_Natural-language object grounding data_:

┌──

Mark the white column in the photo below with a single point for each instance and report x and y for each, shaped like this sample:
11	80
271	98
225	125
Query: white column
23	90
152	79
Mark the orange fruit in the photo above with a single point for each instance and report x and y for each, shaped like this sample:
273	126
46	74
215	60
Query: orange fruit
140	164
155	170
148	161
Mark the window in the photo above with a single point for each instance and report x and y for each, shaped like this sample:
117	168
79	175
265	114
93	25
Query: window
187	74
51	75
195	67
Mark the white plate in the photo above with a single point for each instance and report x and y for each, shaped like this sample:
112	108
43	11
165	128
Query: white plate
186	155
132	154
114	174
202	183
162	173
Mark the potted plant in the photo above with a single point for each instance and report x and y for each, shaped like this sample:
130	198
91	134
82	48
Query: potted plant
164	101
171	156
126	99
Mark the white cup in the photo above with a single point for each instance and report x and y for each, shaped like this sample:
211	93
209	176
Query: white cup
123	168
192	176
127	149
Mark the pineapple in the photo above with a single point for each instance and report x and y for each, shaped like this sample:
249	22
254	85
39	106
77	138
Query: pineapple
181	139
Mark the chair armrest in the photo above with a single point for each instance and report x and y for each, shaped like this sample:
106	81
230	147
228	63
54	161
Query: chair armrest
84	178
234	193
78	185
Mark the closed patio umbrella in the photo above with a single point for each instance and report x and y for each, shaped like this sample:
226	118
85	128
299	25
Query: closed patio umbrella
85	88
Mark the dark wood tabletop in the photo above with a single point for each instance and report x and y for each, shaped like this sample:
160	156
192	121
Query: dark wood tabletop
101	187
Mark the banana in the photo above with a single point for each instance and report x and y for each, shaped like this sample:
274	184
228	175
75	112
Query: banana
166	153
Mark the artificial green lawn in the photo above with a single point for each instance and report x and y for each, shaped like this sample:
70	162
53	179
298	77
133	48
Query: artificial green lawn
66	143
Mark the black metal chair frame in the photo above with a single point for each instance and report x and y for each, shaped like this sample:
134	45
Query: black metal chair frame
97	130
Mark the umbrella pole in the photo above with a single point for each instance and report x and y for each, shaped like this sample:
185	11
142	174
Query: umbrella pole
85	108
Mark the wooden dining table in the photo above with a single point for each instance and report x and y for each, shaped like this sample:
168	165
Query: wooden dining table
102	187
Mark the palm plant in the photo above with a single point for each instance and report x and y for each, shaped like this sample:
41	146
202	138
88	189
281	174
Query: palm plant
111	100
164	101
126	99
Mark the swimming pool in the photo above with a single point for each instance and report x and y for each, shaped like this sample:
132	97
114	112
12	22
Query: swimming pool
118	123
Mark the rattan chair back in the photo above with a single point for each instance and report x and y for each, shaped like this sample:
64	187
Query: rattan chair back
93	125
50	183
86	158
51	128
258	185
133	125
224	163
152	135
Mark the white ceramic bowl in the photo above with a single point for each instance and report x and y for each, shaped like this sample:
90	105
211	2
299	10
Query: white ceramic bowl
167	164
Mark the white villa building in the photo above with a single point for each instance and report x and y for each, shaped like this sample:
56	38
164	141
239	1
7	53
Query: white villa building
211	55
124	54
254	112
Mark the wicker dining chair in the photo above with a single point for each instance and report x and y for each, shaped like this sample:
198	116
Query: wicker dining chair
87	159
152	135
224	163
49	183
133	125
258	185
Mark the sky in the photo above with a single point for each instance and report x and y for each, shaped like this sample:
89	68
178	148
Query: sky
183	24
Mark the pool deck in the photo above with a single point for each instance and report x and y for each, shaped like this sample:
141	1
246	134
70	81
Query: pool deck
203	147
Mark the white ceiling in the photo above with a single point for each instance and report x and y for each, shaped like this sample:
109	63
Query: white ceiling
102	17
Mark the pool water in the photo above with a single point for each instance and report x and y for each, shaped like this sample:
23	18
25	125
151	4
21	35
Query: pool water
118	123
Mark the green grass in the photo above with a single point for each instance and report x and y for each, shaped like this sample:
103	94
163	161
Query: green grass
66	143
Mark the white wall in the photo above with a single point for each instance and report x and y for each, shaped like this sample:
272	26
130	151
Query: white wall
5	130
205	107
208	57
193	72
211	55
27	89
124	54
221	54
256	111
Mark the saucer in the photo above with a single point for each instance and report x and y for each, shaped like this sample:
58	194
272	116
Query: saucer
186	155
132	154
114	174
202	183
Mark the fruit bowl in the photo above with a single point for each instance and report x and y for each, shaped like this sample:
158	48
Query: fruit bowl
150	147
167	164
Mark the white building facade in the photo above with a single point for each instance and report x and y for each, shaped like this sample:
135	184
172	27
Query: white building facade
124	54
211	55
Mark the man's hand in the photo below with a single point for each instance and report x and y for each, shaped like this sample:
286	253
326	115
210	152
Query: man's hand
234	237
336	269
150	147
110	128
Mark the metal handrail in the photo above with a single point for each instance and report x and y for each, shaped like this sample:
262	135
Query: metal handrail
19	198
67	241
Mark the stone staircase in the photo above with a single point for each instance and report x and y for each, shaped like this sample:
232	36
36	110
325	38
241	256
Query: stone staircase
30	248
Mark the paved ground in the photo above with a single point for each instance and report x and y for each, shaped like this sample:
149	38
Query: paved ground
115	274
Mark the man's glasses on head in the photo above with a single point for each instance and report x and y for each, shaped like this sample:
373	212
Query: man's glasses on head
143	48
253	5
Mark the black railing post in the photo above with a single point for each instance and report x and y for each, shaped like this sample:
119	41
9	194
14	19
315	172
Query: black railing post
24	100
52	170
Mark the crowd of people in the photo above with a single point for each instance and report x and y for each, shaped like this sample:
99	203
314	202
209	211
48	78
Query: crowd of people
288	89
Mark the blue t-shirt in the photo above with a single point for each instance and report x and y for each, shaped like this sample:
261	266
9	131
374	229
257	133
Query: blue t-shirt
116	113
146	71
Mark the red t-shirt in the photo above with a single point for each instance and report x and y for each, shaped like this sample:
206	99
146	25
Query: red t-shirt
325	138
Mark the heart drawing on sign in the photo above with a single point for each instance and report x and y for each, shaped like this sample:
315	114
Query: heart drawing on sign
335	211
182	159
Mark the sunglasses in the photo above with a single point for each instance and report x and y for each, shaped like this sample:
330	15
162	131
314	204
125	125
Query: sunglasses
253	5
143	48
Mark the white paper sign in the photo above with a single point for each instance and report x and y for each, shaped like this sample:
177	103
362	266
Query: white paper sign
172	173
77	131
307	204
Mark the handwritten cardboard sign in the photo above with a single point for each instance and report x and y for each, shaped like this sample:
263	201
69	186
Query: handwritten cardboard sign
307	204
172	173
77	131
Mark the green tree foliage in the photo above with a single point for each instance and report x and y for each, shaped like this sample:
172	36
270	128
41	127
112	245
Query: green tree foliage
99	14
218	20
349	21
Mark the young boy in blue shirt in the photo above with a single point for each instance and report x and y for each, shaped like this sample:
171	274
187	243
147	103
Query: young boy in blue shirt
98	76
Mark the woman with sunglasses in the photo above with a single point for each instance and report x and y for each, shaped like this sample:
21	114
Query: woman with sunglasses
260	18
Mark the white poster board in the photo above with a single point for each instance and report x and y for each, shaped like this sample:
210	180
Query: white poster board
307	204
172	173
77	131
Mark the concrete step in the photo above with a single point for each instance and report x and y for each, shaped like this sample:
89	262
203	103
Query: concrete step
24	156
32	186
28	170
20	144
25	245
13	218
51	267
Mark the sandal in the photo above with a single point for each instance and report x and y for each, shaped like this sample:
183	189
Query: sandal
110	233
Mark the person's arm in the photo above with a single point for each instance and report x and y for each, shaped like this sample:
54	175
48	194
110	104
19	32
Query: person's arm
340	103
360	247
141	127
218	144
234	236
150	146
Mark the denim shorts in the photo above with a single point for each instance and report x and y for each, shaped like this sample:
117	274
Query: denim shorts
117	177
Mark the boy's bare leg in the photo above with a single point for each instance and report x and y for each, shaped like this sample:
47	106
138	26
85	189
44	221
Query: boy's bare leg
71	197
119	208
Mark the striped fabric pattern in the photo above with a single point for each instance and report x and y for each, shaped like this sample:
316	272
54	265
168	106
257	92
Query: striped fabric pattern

└──

_WORK ORDER_: Lines of the data above that include the string "striped" must each be copied.

_TASK RESPONSE_:
Mark the striped fabric pattern in the photo above with a single point for each instance and report x and y for each, shaped like this sample:
Query: striped fabric pattern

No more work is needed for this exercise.